[Task description] Copy word for word the lines below, starting with the line that contains "Reviewer note: check that each instance of the asphalt" and going on through the last line.

[Material for the task]

• • • •

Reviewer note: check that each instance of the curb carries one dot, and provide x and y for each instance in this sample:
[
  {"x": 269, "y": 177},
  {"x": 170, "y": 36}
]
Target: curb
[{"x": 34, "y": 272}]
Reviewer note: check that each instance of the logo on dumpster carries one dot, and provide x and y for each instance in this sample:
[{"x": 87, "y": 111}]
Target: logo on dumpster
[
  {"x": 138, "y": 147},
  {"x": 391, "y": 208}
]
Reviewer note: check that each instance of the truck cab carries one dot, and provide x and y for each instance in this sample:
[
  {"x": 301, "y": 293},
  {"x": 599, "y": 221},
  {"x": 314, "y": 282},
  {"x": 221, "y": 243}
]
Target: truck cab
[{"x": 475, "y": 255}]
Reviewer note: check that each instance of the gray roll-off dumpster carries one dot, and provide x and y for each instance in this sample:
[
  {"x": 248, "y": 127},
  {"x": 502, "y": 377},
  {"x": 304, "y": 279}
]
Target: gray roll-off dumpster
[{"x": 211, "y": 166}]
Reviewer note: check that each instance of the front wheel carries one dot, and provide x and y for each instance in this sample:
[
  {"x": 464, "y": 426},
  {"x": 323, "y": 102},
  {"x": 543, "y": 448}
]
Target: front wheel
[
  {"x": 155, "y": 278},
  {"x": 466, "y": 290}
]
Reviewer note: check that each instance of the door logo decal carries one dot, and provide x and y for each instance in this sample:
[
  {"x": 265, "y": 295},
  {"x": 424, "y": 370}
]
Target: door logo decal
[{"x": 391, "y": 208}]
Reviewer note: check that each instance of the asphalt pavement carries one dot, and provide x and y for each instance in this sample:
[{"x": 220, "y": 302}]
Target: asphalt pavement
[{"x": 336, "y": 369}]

• • • •

[Task result]
Reviewer note: check that each instance of the asphalt pavement carries one dot, and provide x and y for each instance in this sample:
[{"x": 220, "y": 302}]
Target: asphalt pavement
[{"x": 336, "y": 369}]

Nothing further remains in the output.